• Entries shown:
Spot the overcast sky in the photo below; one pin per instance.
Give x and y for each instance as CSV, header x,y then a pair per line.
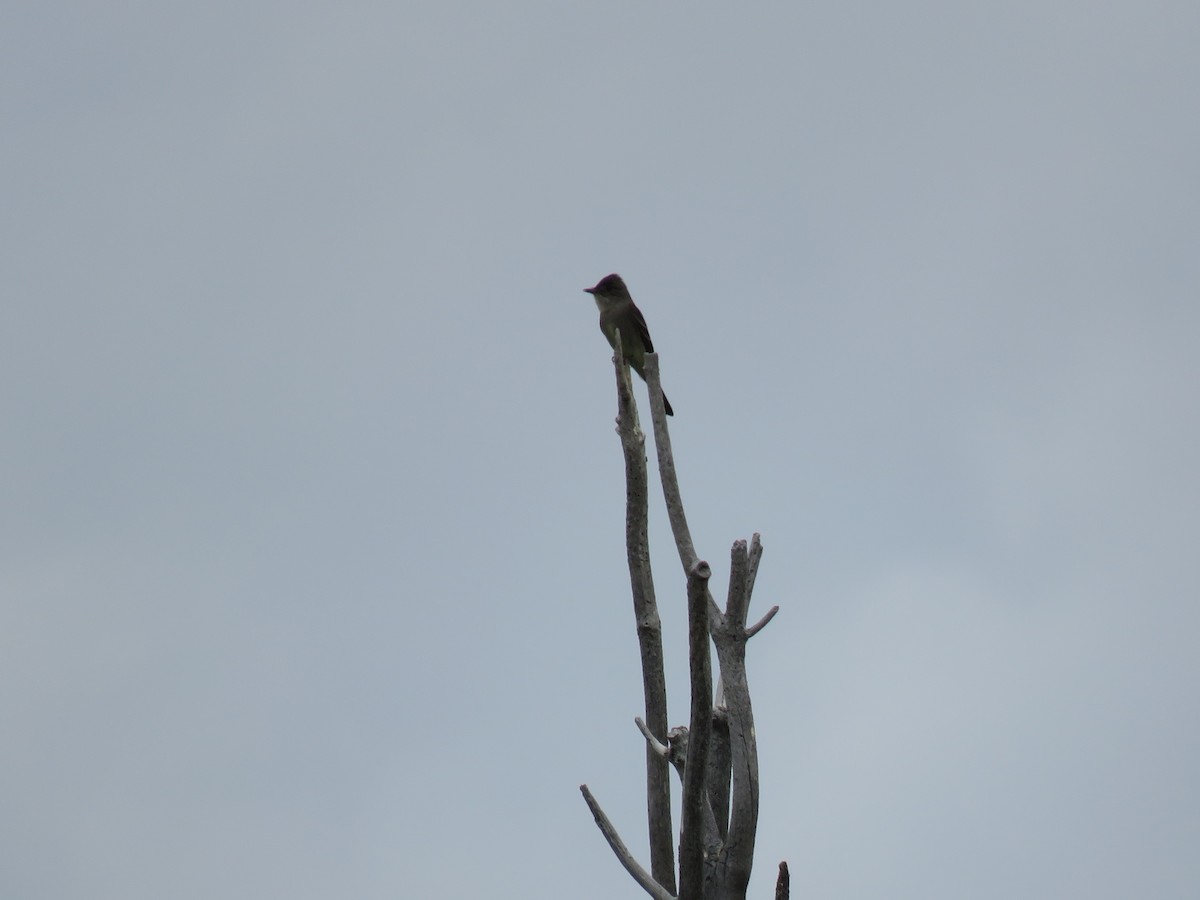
x,y
313,577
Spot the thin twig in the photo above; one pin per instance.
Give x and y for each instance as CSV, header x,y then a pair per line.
x,y
761,623
623,856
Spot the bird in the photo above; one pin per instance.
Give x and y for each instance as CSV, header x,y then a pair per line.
x,y
619,313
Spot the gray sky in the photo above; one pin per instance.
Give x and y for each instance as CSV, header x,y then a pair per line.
x,y
312,510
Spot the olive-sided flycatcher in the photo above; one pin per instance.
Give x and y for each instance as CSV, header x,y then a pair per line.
x,y
618,313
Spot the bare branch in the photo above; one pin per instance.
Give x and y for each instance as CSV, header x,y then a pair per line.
x,y
622,852
649,628
761,623
738,599
666,469
755,558
691,838
652,742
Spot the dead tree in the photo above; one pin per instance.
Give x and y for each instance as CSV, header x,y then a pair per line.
x,y
715,755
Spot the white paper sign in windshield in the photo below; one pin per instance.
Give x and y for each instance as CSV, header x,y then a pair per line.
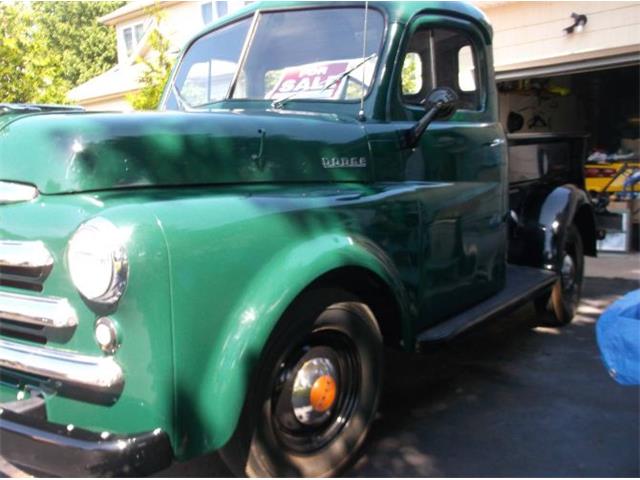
x,y
311,80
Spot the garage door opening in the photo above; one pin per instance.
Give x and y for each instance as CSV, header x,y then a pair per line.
x,y
604,105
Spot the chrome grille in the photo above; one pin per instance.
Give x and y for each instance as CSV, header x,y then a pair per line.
x,y
34,318
24,264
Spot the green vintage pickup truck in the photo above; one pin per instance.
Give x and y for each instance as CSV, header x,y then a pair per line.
x,y
321,181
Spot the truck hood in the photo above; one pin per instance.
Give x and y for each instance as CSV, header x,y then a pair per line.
x,y
80,151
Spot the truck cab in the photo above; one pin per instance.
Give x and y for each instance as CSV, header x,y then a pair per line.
x,y
320,181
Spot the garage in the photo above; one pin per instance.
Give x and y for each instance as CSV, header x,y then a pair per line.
x,y
574,68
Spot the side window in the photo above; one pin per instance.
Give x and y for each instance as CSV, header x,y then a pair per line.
x,y
411,74
441,57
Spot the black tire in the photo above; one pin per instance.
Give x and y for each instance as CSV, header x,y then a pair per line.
x,y
324,329
560,306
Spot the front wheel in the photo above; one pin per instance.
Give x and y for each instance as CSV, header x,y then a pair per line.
x,y
561,306
316,392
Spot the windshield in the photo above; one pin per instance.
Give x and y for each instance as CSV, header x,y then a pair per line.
x,y
301,54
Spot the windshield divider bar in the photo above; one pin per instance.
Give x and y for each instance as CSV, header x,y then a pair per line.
x,y
243,55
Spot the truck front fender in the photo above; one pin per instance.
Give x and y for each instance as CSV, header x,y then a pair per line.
x,y
208,412
541,232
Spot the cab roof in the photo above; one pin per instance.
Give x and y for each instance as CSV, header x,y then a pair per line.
x,y
395,11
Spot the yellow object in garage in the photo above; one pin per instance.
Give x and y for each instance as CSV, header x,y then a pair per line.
x,y
599,177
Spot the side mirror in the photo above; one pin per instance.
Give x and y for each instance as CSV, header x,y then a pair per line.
x,y
440,104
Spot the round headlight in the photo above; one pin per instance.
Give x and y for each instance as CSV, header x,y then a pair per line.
x,y
97,261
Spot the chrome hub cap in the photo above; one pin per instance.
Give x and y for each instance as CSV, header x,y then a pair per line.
x,y
568,272
314,391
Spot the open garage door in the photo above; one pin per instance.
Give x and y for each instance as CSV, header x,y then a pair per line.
x,y
566,68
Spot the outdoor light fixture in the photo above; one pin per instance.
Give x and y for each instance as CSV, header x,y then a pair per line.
x,y
579,21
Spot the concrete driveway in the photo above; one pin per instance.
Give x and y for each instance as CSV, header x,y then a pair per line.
x,y
510,399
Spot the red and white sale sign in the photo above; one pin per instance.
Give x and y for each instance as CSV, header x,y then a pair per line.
x,y
312,79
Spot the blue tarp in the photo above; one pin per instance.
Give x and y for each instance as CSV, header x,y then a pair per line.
x,y
618,334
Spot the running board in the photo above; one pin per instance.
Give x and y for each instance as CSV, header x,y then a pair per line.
x,y
522,284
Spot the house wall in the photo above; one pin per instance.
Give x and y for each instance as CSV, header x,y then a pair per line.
x,y
531,33
116,104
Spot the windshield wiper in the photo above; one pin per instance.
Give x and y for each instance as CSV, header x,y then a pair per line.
x,y
186,106
280,103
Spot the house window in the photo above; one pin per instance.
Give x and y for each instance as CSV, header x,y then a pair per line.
x,y
132,36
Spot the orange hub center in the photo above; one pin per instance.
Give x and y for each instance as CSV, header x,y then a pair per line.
x,y
323,393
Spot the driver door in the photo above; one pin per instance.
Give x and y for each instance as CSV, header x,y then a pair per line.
x,y
462,164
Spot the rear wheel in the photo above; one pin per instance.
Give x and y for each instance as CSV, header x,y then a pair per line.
x,y
316,392
561,306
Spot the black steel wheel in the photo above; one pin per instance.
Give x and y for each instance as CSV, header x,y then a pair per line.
x,y
316,391
562,304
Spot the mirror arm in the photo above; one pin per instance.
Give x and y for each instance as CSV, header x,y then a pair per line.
x,y
415,132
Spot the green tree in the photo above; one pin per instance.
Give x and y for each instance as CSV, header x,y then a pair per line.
x,y
47,48
157,65
157,68
21,74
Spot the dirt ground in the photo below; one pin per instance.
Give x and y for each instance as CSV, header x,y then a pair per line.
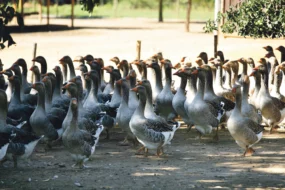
x,y
187,163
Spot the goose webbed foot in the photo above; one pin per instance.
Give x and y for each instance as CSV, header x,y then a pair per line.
x,y
216,136
145,152
248,152
15,161
107,134
48,146
159,152
79,165
2,162
189,127
140,150
125,142
199,136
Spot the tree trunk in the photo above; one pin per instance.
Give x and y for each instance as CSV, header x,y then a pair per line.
x,y
115,7
187,24
160,11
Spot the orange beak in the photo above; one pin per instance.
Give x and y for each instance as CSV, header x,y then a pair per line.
x,y
134,89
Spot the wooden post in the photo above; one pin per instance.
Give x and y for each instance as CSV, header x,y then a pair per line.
x,y
72,13
34,56
138,50
160,11
40,10
22,7
115,7
187,23
48,4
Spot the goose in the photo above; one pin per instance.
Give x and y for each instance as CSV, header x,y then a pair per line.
x,y
110,86
243,129
204,57
42,61
27,86
203,114
59,100
253,98
281,49
180,98
133,98
149,111
39,121
102,97
142,68
125,112
21,144
17,108
9,89
275,91
67,61
52,78
164,99
100,63
248,110
211,97
124,67
157,75
282,69
80,143
151,134
272,109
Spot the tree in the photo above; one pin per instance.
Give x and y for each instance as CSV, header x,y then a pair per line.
x,y
187,23
160,11
254,18
88,5
7,13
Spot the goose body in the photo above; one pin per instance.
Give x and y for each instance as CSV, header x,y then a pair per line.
x,y
243,129
80,143
150,133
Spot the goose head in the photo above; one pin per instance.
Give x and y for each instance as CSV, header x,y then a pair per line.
x,y
88,58
116,60
71,89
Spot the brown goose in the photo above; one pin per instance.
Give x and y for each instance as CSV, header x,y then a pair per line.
x,y
67,61
282,51
142,68
163,104
272,109
243,129
80,143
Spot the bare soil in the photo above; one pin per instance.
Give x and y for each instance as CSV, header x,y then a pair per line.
x,y
186,163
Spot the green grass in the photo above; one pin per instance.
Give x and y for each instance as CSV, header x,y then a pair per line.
x,y
197,14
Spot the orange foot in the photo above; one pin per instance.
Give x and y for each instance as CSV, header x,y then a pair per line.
x,y
248,152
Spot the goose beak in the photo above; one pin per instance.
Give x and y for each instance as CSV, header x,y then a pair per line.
x,y
139,82
119,82
176,73
252,73
134,89
11,78
195,72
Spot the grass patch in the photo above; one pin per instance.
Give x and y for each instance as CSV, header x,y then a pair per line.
x,y
198,13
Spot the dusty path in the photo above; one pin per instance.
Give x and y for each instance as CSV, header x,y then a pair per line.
x,y
187,163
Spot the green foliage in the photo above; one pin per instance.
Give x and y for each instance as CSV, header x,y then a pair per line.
x,y
7,13
88,5
254,18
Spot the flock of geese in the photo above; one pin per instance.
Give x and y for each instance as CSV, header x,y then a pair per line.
x,y
140,98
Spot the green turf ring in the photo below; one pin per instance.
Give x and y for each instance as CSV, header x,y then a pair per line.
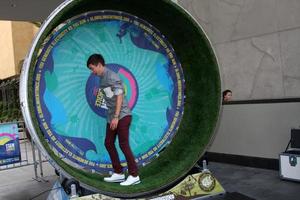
x,y
202,102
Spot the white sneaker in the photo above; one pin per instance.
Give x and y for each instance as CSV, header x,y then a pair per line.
x,y
115,178
131,180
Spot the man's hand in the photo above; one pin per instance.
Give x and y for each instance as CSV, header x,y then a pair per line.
x,y
114,123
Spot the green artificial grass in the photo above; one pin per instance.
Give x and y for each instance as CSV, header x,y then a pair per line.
x,y
202,103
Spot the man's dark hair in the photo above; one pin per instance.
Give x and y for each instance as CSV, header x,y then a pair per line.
x,y
95,59
225,92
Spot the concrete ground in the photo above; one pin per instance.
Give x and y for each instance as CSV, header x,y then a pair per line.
x,y
20,184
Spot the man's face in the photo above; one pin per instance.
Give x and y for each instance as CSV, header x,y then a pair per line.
x,y
96,69
228,96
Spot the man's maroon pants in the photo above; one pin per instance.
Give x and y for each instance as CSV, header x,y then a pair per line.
x,y
123,135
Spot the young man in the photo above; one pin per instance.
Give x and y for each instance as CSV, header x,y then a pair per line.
x,y
118,121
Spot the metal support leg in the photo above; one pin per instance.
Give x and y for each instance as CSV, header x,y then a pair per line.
x,y
34,163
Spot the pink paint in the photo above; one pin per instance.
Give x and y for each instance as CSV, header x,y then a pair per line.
x,y
12,136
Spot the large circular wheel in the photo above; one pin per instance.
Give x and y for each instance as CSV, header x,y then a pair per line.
x,y
189,108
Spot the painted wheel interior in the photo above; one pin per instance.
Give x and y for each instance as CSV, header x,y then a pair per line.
x,y
171,80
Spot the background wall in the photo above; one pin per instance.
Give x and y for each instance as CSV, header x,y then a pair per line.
x,y
257,130
15,40
258,46
7,64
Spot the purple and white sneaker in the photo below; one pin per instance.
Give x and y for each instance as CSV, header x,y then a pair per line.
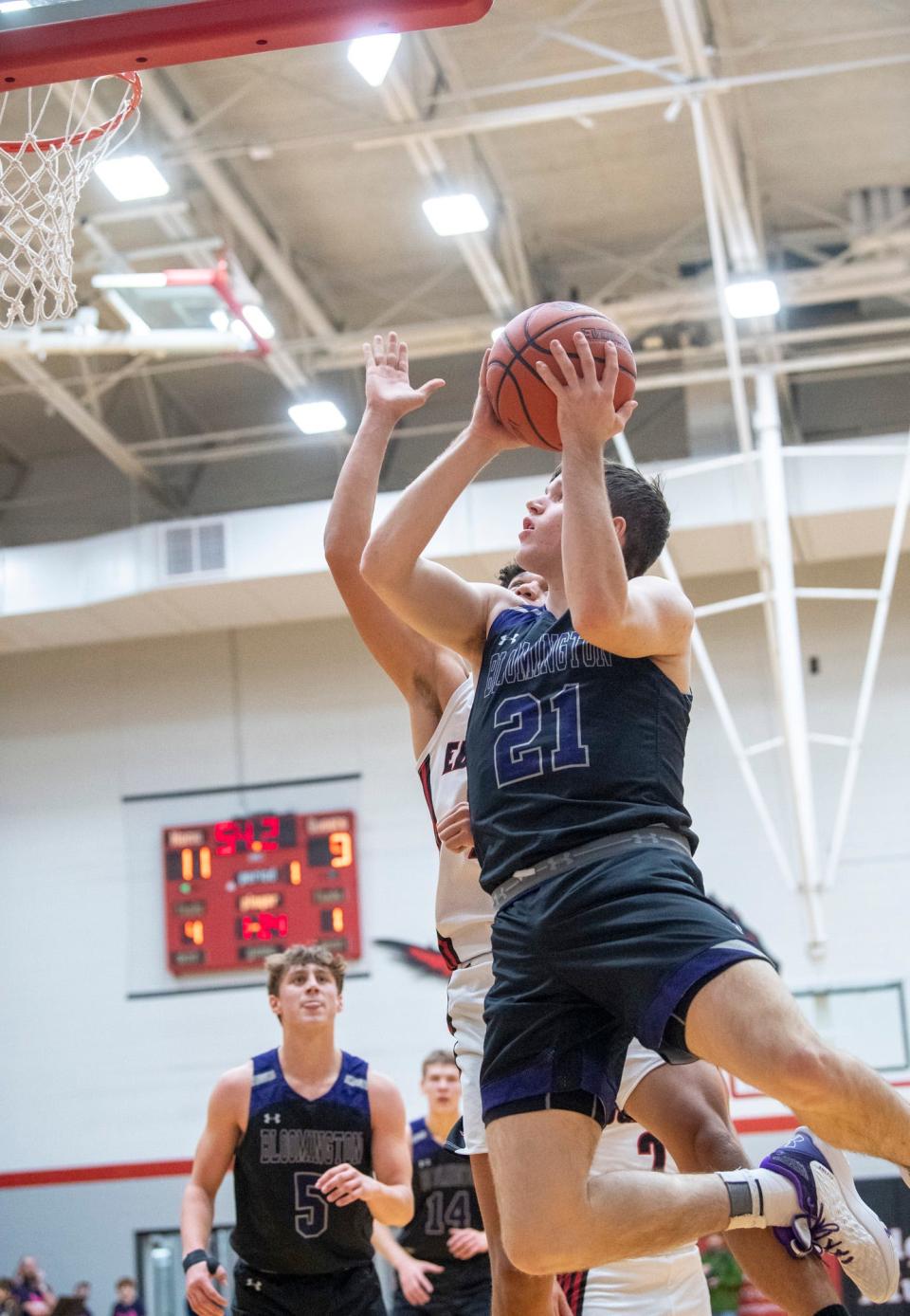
x,y
832,1216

• Given task: Copy the records from the line holding "Spot the purple" through the end of the records, inclusive, replacing "sneaker" with "running shoe" and changing nothing else. Omit the pictures from your answer.

• Task result:
Spot the purple and white running shoe in the photo below; one pin per instance.
Give x and y for each instance as CSV, header x,y then a pair per line.
x,y
832,1216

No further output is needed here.